**Text block**.
We've all heard the familiar saying that truth is stranger than fiction but if you're writer/history enthusiast Brad Meltzer, you make a career playing both sides of the fence by writing fictional novels exploring different facets of real-life history. But what about all the truly real mysteries of history that remain unexplored and unexplained? At that point, you do what Meltzer has done and create a series for History diving head first into some of the deepest, darkest mysteries that are part of the fabric that makes up America.

Tonight's premiere of "Brad Meltzer's Decoded" has Meltzer and his team of experts exploring the mysterious disappearance of the first cornerstone of the White House that's been missing for two centuries. Our Jim Halterman put on his mystery-solving hat and rang up Meltzer to chat not only about the origins of this inquisitive series but also whether you can ever be truly satisfied with what may seem to be a solid answer and how the mythology of history and comic books are much closer than one might originally think.

Jim Halterman: Since you're such a big history expert, how big of a challenge was it to settle on just 10 mysteries for these 10 episodes?

Brad Meltzer: [Laughs.] The History Channel is pretty much sick and tired of how many good ideas I have. The truth was that the top five were easy. The White House cornerstone was my favorite, no question. I almost built an entire novel around that one and then was so nervous that Dan Brown was going to do the same thing with the sequel to "The DaVinci Code" that I actually didn't put it in a book. I did a Freemason book seven years ago and got the good fortune to be first with that and I decided to put it aside and see what he did. Thankfully, [Brown] didn't do it and it was still there so I've been waiting to do this one for years.

JH: The mysteries you explore on "Decoded" are a more than a little creepy at times and there were times I expected a dark figure to step out of the shadows like in a movie.

Dataset rows showing where objects appear:
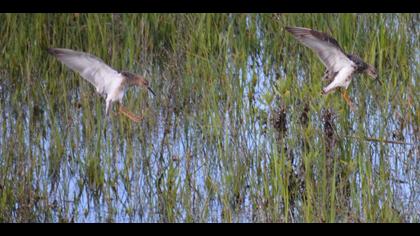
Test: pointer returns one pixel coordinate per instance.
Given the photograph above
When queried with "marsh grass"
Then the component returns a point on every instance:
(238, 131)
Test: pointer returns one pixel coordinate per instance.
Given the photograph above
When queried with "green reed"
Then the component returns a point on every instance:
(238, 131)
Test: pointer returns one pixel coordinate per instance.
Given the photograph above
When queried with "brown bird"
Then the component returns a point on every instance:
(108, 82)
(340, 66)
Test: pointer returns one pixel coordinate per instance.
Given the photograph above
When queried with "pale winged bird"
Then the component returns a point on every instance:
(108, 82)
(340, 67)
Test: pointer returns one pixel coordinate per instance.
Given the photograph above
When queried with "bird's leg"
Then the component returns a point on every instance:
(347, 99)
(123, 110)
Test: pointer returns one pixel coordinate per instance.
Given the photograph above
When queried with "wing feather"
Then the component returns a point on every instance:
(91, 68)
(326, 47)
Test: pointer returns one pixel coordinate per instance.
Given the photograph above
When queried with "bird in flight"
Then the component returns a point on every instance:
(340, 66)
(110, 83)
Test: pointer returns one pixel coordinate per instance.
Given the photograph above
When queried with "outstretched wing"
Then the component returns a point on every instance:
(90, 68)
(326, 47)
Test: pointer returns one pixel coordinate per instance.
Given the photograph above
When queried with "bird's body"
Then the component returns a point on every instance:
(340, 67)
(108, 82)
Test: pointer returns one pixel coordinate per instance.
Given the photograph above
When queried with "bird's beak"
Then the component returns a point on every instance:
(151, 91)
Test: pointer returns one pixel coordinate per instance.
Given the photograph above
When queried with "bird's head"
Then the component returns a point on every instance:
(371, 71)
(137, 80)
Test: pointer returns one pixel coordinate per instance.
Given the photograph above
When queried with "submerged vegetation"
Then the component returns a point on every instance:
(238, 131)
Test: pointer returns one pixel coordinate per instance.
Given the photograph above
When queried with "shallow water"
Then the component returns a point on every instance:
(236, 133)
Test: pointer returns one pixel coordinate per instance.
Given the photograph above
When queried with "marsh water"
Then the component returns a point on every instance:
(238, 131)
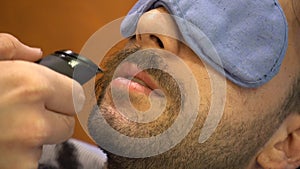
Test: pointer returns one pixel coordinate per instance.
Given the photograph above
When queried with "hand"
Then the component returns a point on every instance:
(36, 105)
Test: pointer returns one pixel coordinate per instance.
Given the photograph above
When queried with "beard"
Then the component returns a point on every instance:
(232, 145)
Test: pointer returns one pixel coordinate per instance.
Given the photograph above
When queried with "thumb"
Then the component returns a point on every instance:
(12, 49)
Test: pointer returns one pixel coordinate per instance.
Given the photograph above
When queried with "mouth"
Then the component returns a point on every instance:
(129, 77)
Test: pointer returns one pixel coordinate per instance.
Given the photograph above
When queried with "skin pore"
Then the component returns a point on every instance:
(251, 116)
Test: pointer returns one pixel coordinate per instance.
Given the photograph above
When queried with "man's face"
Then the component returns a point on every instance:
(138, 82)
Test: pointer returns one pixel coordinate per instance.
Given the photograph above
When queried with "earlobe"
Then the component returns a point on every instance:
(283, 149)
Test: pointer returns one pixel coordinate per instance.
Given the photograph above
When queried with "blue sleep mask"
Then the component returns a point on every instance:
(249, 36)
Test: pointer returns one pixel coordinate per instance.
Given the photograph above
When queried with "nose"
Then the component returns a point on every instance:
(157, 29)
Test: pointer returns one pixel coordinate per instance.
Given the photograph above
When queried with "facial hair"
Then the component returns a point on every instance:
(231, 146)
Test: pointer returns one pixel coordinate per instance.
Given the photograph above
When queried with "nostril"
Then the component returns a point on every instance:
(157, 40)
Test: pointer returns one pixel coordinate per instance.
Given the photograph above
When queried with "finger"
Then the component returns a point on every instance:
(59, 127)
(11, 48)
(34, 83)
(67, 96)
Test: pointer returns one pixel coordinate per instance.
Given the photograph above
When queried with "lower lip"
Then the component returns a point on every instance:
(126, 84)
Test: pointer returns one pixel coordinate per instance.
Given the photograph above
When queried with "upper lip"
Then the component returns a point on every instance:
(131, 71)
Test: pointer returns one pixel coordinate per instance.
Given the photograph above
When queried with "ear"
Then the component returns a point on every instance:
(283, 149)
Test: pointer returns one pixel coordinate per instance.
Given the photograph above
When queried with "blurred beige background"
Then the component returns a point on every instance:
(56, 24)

---

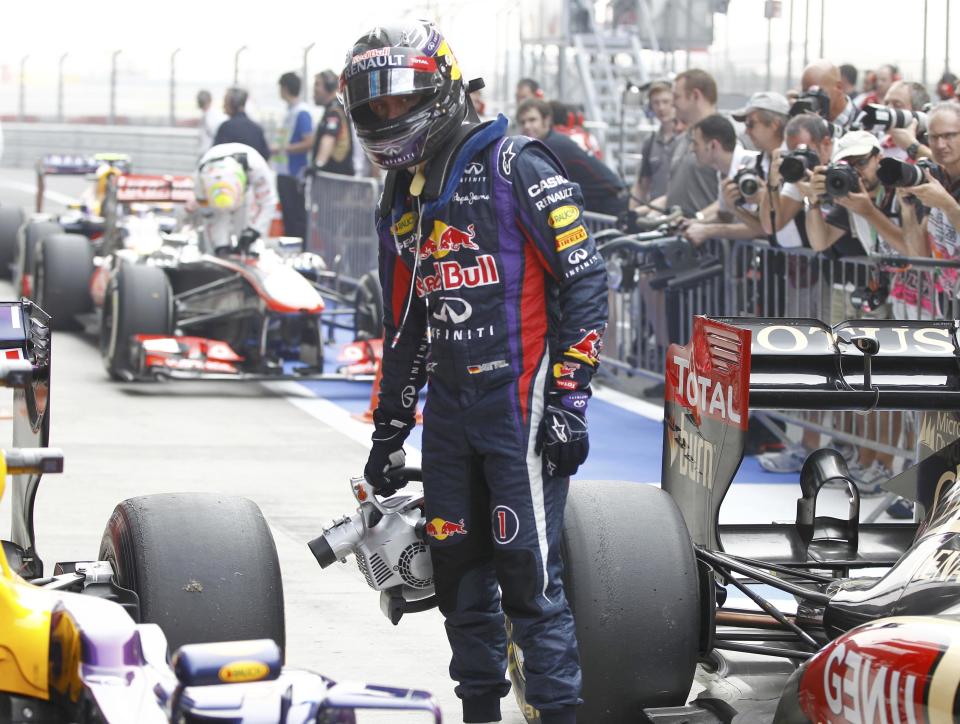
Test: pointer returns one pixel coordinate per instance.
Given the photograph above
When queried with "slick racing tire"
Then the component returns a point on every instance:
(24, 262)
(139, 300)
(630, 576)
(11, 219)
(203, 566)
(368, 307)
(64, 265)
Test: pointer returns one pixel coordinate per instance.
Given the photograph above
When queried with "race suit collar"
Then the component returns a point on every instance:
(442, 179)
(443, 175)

**Challenge**. Continue the interview about "Brad Meltzer's Decoded" from its last line.

**Output of the exercise**.
BM: The very first week we started working on the show, the executive producer told me the great secret of all shows that are about mystery is that the less facts you have, the more scary music you play. That was our model. Most of the time it's much better to not give the answer but to just play up the fear, right? It's much better to let people assume that Freemasons are eating our babies and are inside the White House cornerstone and have George Washington's frozen head. That's much better television! To me, the idea of coming to a conclusion where everyone is not trying to kill us is so much more exciting than just playing that fear music. We come armed to the hilt with scary music but the truth is that I'm really proud of the fact that we actually let the story unfold and not just take it to the place where we could make it the best ghost story we can.

JH: Are you personally always satisfied when you think you find an answer or do you always think there are other layers?

BM: I'm never satisfied and that should pretty much show you my miserable existence. I'm the guy who did bad on the SATs because I'm the guy who can always find some way to make all the answers right. When I would read those reading comprehension questions I'd say, "You know, if this happened then this could be right." They'd always tell me to stop putting these other things in there but my brain works in that paranoia way that I always think until the masons that were there that night show me exactly what happened and we physically pick it up then it's still just our educated guess. But I'm proud every time of where we wind up. I'm proud of that episode that we did because it's based on real research, real experts and logical reasons for why all the bad assumptions in history have been made.

JH: Watching the show, I thought it was interesting that we often think all the answers are on the Internet but one of your guys physically goes to the Library Of Congress and pulls up original documents and finds out all sorts of things.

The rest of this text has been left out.